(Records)
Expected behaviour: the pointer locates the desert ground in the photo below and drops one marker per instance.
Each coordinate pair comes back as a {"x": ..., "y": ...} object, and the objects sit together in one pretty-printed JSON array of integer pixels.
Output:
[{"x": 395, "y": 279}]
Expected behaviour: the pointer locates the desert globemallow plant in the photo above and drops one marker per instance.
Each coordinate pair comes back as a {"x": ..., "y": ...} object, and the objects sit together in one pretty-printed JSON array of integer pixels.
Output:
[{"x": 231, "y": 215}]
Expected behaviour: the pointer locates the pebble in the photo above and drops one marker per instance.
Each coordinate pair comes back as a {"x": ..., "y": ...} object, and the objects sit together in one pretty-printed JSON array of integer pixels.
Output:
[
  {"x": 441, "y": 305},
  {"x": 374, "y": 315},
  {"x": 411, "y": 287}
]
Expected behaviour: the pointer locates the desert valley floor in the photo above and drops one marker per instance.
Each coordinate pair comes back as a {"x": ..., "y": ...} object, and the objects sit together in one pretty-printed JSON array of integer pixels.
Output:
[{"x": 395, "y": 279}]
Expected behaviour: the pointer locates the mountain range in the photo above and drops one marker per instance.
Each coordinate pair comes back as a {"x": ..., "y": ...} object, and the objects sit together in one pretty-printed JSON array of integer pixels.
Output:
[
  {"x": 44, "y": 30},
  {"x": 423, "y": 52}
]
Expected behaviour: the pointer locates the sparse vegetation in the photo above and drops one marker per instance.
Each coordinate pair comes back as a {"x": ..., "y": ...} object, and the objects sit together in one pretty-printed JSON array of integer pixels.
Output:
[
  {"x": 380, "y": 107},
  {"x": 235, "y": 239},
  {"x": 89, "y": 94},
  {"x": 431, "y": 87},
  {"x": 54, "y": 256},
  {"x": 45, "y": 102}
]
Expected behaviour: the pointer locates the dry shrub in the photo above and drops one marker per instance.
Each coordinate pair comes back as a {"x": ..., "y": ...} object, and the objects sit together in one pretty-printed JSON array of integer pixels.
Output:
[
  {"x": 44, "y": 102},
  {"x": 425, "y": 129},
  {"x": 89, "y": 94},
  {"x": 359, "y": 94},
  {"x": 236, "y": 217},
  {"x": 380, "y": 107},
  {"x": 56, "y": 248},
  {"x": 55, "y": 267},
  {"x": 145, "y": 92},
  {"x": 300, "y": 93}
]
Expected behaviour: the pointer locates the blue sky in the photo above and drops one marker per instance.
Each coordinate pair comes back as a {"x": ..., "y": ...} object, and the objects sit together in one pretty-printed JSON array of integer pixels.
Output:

● Required task
Please rescale the rows from the line that contains "Expected behaviour: the pointer locates the mountain" through the end of the rows, and give only those lines again, requests included. Multiply every x and y coordinate in the answers by 2.3 and round each result to a whole number, with halves rounding up.

● Full output
Expected behaviour: the pointer locates the mountain range in the photo above and drops one marker per instance.
Each coordinate pair comes back as a {"x": ..., "y": ...} object, and the objects sit together in one pretty-printed JSON array of integer pixels.
Output:
[
  {"x": 101, "y": 69},
  {"x": 973, "y": 120}
]
Expected behaviour: the pointer locates the sparse vegetation in the photo above and drops one marker per instance.
Each coordinate pair comes back as a {"x": ..., "y": ...} object, and the objects sit together in one pretty-printed JSON array of integer pixels.
Output:
[
  {"x": 874, "y": 246},
  {"x": 541, "y": 550},
  {"x": 205, "y": 216},
  {"x": 991, "y": 200},
  {"x": 124, "y": 589},
  {"x": 104, "y": 235}
]
Expected behaviour: the pointer locates the dry shrub in the photo above and drops one marker per instance.
Each coordinate pair comes back as a {"x": ..., "y": ...} object, and the objects sit together in one pretty-printed JSON array of integer pixels.
Output:
[
  {"x": 101, "y": 235},
  {"x": 978, "y": 297},
  {"x": 205, "y": 216},
  {"x": 826, "y": 216},
  {"x": 543, "y": 499},
  {"x": 874, "y": 246},
  {"x": 129, "y": 570},
  {"x": 127, "y": 614},
  {"x": 334, "y": 212},
  {"x": 690, "y": 214}
]
Expected behaviour: the pointer locates the blue sky in the photo above and drops one marker per instance.
Each coordinate pair comes back as a {"x": ..., "y": ...} object, and the objects sit together in one pretty-printed JSON array of integer pixels.
Output:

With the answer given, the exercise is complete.